## PROBLEM
Look below for the line with "Target: dirt ground", then give it again exactly, along with every line that comes after it, the final line included.
-- DATA FOR THIS EXERCISE follows --
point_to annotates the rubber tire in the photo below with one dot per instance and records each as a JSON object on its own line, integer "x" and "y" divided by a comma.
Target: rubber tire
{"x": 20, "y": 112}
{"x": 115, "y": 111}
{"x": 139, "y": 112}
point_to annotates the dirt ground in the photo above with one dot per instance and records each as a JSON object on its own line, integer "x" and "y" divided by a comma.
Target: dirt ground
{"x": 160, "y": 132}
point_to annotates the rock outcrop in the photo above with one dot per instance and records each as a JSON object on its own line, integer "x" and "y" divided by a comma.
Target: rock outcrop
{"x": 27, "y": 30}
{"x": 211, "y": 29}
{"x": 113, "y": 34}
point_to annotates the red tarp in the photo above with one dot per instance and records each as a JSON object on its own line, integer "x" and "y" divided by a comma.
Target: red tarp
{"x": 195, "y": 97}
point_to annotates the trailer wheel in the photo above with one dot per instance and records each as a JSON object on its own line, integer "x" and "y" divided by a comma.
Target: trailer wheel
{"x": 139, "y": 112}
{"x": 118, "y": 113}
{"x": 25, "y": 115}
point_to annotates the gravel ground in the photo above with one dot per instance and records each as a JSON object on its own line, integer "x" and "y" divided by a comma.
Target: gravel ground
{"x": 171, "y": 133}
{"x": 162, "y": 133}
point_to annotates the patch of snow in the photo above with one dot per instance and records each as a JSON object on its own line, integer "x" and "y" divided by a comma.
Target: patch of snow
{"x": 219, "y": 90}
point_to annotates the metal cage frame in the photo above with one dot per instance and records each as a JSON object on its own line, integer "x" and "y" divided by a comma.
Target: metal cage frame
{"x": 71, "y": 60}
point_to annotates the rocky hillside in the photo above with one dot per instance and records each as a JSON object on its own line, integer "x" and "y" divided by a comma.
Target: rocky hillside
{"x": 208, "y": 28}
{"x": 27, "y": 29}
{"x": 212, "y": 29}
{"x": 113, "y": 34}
-- DATA FOR THIS EXERCISE concluded --
## EXERCISE OUTPUT
Target: dirt ground
{"x": 160, "y": 132}
point_to annotates the rock outcrop in the photo above with one dot per instance and records each as a JSON object on its own line, integer "x" and "y" divided by a comma.
Target: rock outcrop
{"x": 27, "y": 30}
{"x": 211, "y": 29}
{"x": 113, "y": 34}
point_to annotates the red tarp in the photo above with one dot per instance and records each as a JSON object on its own line, integer "x" and "y" divided by a comma.
Target: red tarp
{"x": 195, "y": 97}
point_to annotates the trailer wheel in the photo above with one dot per instance and records each as a JSON object on its own line, integer "x" and "y" divided by a comma.
Target: trailer wheel
{"x": 139, "y": 112}
{"x": 118, "y": 113}
{"x": 25, "y": 115}
point_to annotates the gravel ground in the photo above with one dot per instance and records each as a JSON object on its own line, integer "x" and "y" divided by a comma.
Target: gravel ground
{"x": 171, "y": 133}
{"x": 162, "y": 133}
point_to annotates the patch of snow in the photo above with one dot per instance and records each as a JSON object on its own line, integer "x" and "y" divided by a comma.
Target: patch of snow
{"x": 219, "y": 90}
point_to annotates the metal cage frame in the photo above with one dot per instance and records each as a JSON object on its own line, integer "x" and "y" divided by a comma.
Target: metal cage frame
{"x": 71, "y": 60}
point_to annotates the rocky hillside in the photo above with one dot per instance and records each as a JSON object on its own line, integer "x" and "y" divided by a comma.
Target: rocky hillside
{"x": 208, "y": 28}
{"x": 27, "y": 29}
{"x": 212, "y": 29}
{"x": 113, "y": 34}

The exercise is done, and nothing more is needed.